** BEGIN Data to process **

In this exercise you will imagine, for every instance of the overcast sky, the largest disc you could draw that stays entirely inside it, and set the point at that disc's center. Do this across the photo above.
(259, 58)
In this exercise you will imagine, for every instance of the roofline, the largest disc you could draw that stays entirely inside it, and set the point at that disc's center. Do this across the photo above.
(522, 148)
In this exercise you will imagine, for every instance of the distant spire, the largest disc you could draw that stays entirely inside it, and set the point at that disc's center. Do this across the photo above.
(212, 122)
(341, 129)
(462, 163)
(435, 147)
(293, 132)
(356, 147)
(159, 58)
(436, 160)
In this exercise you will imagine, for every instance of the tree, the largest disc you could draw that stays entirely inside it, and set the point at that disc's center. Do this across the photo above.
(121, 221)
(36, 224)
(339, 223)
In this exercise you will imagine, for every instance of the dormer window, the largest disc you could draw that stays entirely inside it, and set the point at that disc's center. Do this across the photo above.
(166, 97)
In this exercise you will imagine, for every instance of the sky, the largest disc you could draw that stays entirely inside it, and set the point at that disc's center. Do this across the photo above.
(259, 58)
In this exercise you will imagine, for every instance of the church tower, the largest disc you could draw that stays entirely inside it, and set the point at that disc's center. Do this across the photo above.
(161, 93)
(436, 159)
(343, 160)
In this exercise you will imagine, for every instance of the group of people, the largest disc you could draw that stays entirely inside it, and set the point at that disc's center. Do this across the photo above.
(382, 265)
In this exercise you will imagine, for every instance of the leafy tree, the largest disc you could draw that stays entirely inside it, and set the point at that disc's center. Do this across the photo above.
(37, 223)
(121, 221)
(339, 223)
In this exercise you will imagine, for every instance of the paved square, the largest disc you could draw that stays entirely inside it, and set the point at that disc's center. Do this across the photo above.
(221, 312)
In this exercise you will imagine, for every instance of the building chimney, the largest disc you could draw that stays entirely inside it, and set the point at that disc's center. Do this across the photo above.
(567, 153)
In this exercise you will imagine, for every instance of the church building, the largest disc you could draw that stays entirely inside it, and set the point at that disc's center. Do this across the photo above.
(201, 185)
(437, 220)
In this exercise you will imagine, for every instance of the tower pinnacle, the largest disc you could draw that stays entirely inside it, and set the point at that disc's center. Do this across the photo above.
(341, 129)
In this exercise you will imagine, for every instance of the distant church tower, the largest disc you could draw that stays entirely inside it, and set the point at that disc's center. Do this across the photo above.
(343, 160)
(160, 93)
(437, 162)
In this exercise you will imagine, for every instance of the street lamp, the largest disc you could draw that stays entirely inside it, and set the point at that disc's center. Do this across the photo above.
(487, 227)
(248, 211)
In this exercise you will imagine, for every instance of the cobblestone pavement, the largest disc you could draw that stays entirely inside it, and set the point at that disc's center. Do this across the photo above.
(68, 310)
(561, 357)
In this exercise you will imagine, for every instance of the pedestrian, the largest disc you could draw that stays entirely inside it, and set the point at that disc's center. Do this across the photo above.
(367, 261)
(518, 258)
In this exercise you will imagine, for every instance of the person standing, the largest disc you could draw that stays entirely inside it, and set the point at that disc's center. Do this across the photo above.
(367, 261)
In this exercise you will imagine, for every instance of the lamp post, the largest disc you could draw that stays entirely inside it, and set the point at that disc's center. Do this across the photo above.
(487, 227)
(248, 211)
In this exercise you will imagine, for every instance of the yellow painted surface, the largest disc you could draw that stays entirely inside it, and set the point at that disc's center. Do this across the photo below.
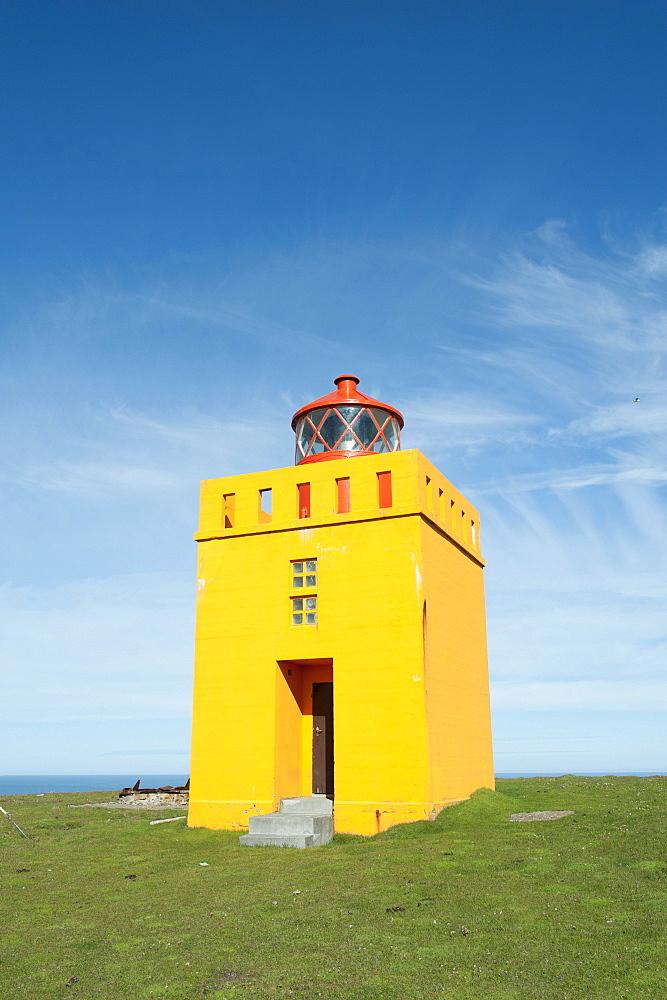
(400, 631)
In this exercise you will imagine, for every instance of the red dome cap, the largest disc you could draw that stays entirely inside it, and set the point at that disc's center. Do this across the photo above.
(344, 424)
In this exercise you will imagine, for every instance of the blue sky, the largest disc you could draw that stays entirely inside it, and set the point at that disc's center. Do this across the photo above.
(211, 210)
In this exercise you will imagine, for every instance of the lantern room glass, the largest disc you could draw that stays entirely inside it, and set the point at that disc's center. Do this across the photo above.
(348, 429)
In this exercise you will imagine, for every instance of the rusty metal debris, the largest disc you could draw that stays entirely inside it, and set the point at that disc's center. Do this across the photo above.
(176, 794)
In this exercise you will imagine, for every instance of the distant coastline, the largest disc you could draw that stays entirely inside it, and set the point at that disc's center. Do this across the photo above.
(42, 784)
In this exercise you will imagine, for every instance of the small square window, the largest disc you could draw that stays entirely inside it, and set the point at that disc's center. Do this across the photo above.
(298, 616)
(301, 579)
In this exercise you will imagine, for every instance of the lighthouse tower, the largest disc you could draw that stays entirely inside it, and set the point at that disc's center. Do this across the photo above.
(341, 639)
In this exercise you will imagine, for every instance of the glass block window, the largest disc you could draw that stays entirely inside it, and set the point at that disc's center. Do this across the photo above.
(304, 610)
(304, 573)
(346, 428)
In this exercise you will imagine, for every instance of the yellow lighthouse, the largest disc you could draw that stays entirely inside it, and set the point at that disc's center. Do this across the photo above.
(341, 638)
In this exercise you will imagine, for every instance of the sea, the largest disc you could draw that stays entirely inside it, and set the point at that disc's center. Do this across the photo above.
(42, 784)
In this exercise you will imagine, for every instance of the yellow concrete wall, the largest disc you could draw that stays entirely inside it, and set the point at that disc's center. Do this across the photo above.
(407, 741)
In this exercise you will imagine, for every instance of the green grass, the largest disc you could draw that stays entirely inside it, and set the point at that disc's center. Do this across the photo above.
(573, 908)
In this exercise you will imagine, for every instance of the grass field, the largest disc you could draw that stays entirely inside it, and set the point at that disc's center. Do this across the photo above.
(102, 905)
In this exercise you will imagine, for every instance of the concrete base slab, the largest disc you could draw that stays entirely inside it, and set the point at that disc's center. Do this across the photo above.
(306, 821)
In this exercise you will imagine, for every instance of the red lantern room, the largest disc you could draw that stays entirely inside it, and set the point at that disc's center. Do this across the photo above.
(344, 424)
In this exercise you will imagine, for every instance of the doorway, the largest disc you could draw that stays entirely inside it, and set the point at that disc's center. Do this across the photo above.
(304, 746)
(323, 759)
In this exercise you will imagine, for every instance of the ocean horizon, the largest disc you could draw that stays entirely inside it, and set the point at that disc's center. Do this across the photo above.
(42, 784)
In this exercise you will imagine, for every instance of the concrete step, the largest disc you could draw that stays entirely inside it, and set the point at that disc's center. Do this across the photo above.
(311, 805)
(306, 821)
(298, 825)
(276, 840)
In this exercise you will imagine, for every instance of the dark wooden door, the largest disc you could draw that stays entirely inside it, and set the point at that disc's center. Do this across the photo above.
(323, 738)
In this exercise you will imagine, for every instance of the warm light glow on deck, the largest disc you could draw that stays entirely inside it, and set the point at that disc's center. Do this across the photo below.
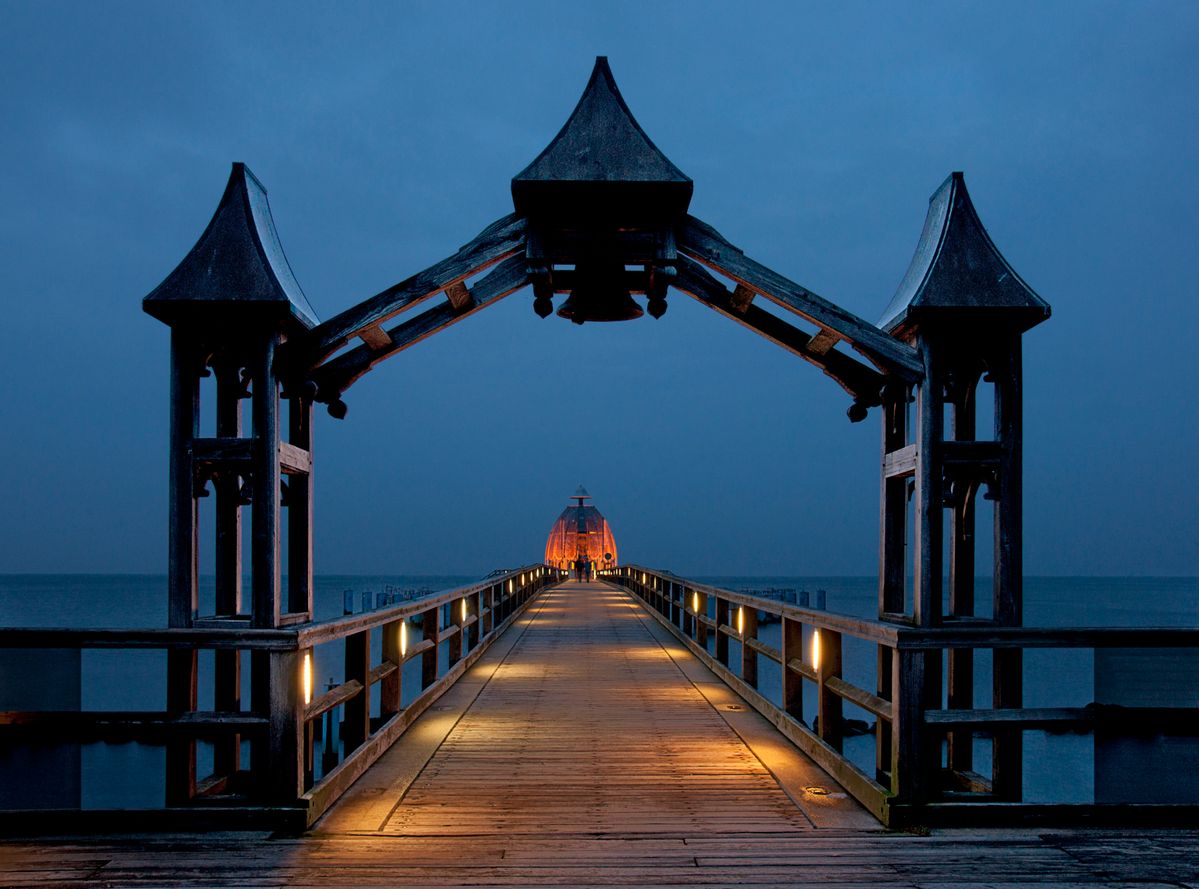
(306, 678)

** END Data to process **

Task to carry out >> Each line above is to be copied verbatim. Drop any image from the copy.

Response to the exercise >>
In this exercise you will imagine, for every instance of the overcast sky, the largest disc you could draw that stays entirely inside it, and set the point at that disc's center. Do this across the photo above.
(259, 58)
In this exercise you will imagine, for every instance of the roofline, the largest disc you could draw that stays entirely inside it, and set the point at that disc's center. Do this across the photo above.
(522, 148)
In this exercise you will imagine, for every instance of the distant spire, the largest disc you could draw that stays entirely inside it, and set the point at that disc's center. Do this across the photo above.
(212, 122)
(341, 129)
(462, 163)
(435, 147)
(293, 132)
(356, 147)
(159, 58)
(436, 160)
In this exercise you will imagine, for every instance of the tree, the largest disc you could draw that stays entirely inside it, and set the point at that disc's center. Do this across the photo above.
(121, 221)
(36, 224)
(339, 223)
In this exercise you will imagine, for every instance of the dormer window, the largest disc you could draw that stays entirely inside it, and set the point at that disc's center. Do this across the photo above.
(166, 97)
In this exercise you will imagine, for every instance of the sky, the largest disc you could draw that stays entirely inside it, and set the point at that disc's center. Do this across the photo above.
(259, 58)
In this exercise you will imagine, for every instance of the church tower, the largest disc you could draw that stays entirely inside it, and set the point at that disc's center. Do this across the photo above.
(161, 93)
(436, 159)
(343, 160)
In this exercise you will imagine, for every instance of the group of people, the largest disc you could draw that stays entirely inside it, and set the point at that disc's center. Do this across the photo above.
(382, 265)
In this exercise you will imagine, for every instance of the leafy tree, the largest disc you could draw that stays entirely inside it, and set the point at that disc's center. Do this across the photo above.
(37, 223)
(121, 221)
(339, 223)
In this exercise you will imagine, for every instance of the paved square, the largest disc you could draw that stays entirely inside it, and set the point at that disc's center. Do this across the photo above.
(221, 312)
In this exercise you will imagine, for every instance of the building chimney, the largest disc you could draw that stays entirely inside it, and set the point at that disc's center. Do this across the photo above.
(567, 153)
In this exercise you will imagine, for every instance of the church building, the largest disc you could draw that stays entirely inside it, and set the point at that disc's center. Do this across the photo above.
(201, 185)
(437, 220)
In this exercise you will imagine, for every instance of the tower pinnacle, the largest disc you could draw that stays entirely inside it, and set the point at that disc's center. Do this across the photo above.
(341, 129)
In this exercise you will imagine, for every instance of the distant church tower, the largest disc you could draw that stays entirely inside it, and set the point at that disc's center. Do this across the photo above.
(343, 160)
(160, 93)
(437, 162)
In this exercise you will imagine, for every instance of the street lamp, the largest disc you could draw that stays entirely inside it, and set the point at that disc's center. Do this across the photo above.
(487, 227)
(248, 211)
In this exercise you will imagine, for every instance of the cobblestone pavement, the largest disc you could draw that stays entirely inside it, and set the point at that disc's center. Do this across the photo above.
(68, 310)
(561, 357)
In this exercise you will imagine, for every instance of the pedestrian, the largest disc you could draw that stays entirely inside it, and set the point at that disc's center. Do this across the photo above.
(367, 261)
(518, 258)
In this exercise you will imagine, for every instance of the person standing, the largest disc you could draw that stays entirely inside it, and set the point at that disc's center. Do this across the photo above.
(367, 261)
In this exercise you will imagine, for every instance of the lamp post, the largest disc you could draw that stays entirely inside it, and set the point at that disc's center. Do this across the photo above.
(487, 227)
(248, 211)
In this exercise you will imagine, for every instance of the yellow painted surface, the largest disc you could draw that stays entirely inside it, and set the point at that disc's center. Do this across the photo below.
(400, 631)
In this exercise you will imagine, for every instance of the red dome cap, the largest disc you could draw that stays entirely inside it, and set the point at that disc's center. Do this across the photo above.
(344, 424)
In this exercise you will imagine, for every instance of the blue sky, the largest disc you could draw that stays entirely inside it, and set the point at that disc's center. Do this across the photo above.
(211, 210)
In this exercise you will imagine, for every instance of the lantern room glass, the largest disc you could draw that stays entirely inside it, and set the point at that disc's center. Do this across the photo above.
(348, 429)
In this exercise you will imagine, for every instance of the rusty metal debris, the largest disc you could draw that stays entirely inside it, and set the point at that disc's center. Do this across the photo above.
(176, 794)
In this exercise you will imagine, for every instance of the distant coastline, the largest disc you could draw that stays entirely inside it, and set the point at that disc's center. Do this across the photo above.
(42, 784)
In this exercise you will imagine, for every instance of the small square window, the largest disc you could draw that stays entirely inside it, and set the point at that disc's center. Do this across the photo above.
(298, 616)
(301, 579)
In this exercise you will imagine, for every instance of the lighthouse tower, the largest disc you could draw that stays entirely inside it, and set the point at that disc's center. Do this across the photo above.
(341, 639)
In this exercise you will imagine, for every instance of the glass block window, the largest disc you could draw that stays entirely inside it, and set the point at that disc's center. Do this across the photo above.
(304, 610)
(304, 573)
(346, 428)
In this exercise you will imagine, for every instance of the yellow lighthouse, the largest disc you could draw that stays entirely inside it, and set the point at that disc's center. Do this across the photo above.
(341, 638)
In this exercise you will imagine, for every instance of the sea, the largest disc you could draw that stays entirely inside it, and set the point at that disc's center. Do this across the photo above.
(42, 784)
In this exercise you will imagine, for every instance of the yellow concrete wall, the largest disc you could draw that stays entirely inside it, and set the point at that disc's center. Do this across the photo above.
(407, 741)
In this exercise you will imagine, for every instance of the green grass, the largest disc you could draw that stays entirely inside it, and set the point at that disc's center. Do this across the photo above.
(573, 908)
In this exercise you will imagine, for every instance of the grass field, the largest disc you could draw that stays entirely inside it, and set the point at that disc's center. Do this across the photo above.
(102, 905)
In this exercise you will imagine, for every instance of the concrete base slab, the largest disc you could draw that stays entirely inside it, and set the point at that disc's center. Do this across the photo above.
(306, 821)
In this exercise you will imagine, for every instance of the red lantern room, the largest disc you could draw that stays entirely inside it, and set the point at that disc's center. Do this across the photo above.
(344, 424)
In this exercise you will imagine, for every instance of the doorway, the largest disc you could draw that stays entirely inside it, and set the point at that disc's center. Do this across the photo above.
(304, 746)
(323, 759)
In this exercise you will imagine, for every instance of the ocean horizon, the largest disc you could draw that stays entirely inside it, and set the point at that disc's center. Do this across the photo above.
(42, 784)
In this exercise you will imagine, for every instance of the concrete step, the largest disc you could draw that stays entirely inside it, and set the point at that disc's center. Do this across the photo above.
(311, 805)
(306, 821)
(298, 825)
(276, 840)
In this exercise you will imagine, for every instance of the dark wooden door, the largest disc you could draw that stays entirely inside it, and set the point at that disc's center. Do this across the photo above.
(323, 738)
In this exercise you will imagine, for every instance of the warm light glow on deck, the largest disc you could draw that stays entirely inside it, and set the point at that disc's center. Do this across the photo below.
(306, 678)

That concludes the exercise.